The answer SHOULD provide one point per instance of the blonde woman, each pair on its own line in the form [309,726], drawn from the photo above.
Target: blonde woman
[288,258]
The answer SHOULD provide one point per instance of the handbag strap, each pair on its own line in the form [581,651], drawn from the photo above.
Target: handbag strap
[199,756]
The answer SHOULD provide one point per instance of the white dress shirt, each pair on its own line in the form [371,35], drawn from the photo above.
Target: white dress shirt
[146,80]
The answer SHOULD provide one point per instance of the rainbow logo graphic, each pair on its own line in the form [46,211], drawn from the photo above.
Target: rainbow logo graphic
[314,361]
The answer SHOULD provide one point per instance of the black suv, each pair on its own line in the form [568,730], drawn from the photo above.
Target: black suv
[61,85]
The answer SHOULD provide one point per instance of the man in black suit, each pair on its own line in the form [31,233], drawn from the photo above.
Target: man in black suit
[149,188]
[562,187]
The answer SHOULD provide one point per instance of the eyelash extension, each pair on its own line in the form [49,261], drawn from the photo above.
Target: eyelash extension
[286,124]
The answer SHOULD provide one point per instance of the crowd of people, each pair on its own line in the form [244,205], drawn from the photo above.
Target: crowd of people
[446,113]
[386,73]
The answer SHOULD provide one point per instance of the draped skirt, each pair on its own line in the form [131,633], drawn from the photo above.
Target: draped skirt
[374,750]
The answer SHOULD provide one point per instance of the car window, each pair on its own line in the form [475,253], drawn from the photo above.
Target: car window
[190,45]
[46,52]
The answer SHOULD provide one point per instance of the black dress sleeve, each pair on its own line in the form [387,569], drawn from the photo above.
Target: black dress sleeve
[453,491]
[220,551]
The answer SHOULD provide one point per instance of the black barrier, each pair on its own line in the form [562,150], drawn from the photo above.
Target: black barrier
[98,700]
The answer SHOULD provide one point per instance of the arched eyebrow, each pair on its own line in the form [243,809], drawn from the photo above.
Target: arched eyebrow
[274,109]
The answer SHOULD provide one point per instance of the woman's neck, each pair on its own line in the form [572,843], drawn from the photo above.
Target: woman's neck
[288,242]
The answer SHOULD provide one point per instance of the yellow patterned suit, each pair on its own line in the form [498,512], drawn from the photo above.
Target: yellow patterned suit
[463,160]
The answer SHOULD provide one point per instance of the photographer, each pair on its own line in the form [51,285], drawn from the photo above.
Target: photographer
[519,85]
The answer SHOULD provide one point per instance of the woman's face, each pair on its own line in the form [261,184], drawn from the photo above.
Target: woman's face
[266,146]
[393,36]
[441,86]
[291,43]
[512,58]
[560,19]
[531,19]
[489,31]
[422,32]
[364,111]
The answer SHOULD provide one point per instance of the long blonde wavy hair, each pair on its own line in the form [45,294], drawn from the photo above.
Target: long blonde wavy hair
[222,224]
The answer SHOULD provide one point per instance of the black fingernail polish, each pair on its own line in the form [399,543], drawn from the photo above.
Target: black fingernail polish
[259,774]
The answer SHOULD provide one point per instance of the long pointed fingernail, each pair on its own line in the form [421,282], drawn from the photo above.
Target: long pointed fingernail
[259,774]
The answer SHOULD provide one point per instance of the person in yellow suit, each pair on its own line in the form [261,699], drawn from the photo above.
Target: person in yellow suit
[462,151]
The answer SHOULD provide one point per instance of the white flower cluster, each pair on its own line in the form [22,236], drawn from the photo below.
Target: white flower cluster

****************

THE REQUEST: Please render the material as a numbered list, from the line containing "The answer SHOULD provide one point per instance of the arched" through the end of the material, both ends included and blank lines omitted.

FINAL RESULT:
1. The answer SHOULD provide one point per instance of the arched eyebrow, each pair on its own line in the form [243,809], drawn from the photo above.
2. Target: arched eyebrow
3. [274,109]
4. The answer SHOULD provide one point per instance of the woman's neck, each pair on its own line in the form [572,843], drawn from the photo above.
5. Target: woman's neck
6. [288,242]
7. The answer SHOULD provide one point per instance of the yellow patterned suit, each pair on its own line in the form [498,512], drawn from the photo above.
8. Target: yellow patterned suit
9. [463,160]
10. The answer SHOULD provide one point per instance of the photographer, each pair on its own line in the form [51,285], drawn from the photo above.
11. Target: photographer
12. [519,85]
13. The answer SHOULD provide one point per instance of the woman's face, each pair on its own line in the form [261,184], drawn from the photo above.
14. Target: woman's face
15. [266,146]
16. [393,36]
17. [441,86]
18. [291,43]
19. [512,58]
20. [560,19]
21. [531,19]
22. [489,31]
23. [422,32]
24. [364,111]
25. The answer SHOULD provide one point per instance of the long blonde wavy hair, each pair on its own line in the form [45,294], drawn from the photo above.
26. Target: long blonde wavy hair
27. [222,224]
28. The answer SHOULD provide one point per instance of the black fingernail polish, each pair on its own line in the form [399,543], drawn from the photo above.
29. Target: black fingernail polish
30. [259,774]
31. The answer SHOULD provide one point per instance of the long pointed fingernail, each pair on its own line in the form [421,282], drawn from the photo above.
32. Target: long pointed fingernail
33. [259,774]
34. The answer SHOULD provide one point per instance of the person in yellow suit, each pair on its own line in the form [261,699], drawn from the photo above.
35. Target: person in yellow suit
36. [462,151]
37. The answer SHOULD provide one point per instance of the white flower cluster, each pair on its own line in the form [22,236], drawn from the photo below.
38. Target: white flower cluster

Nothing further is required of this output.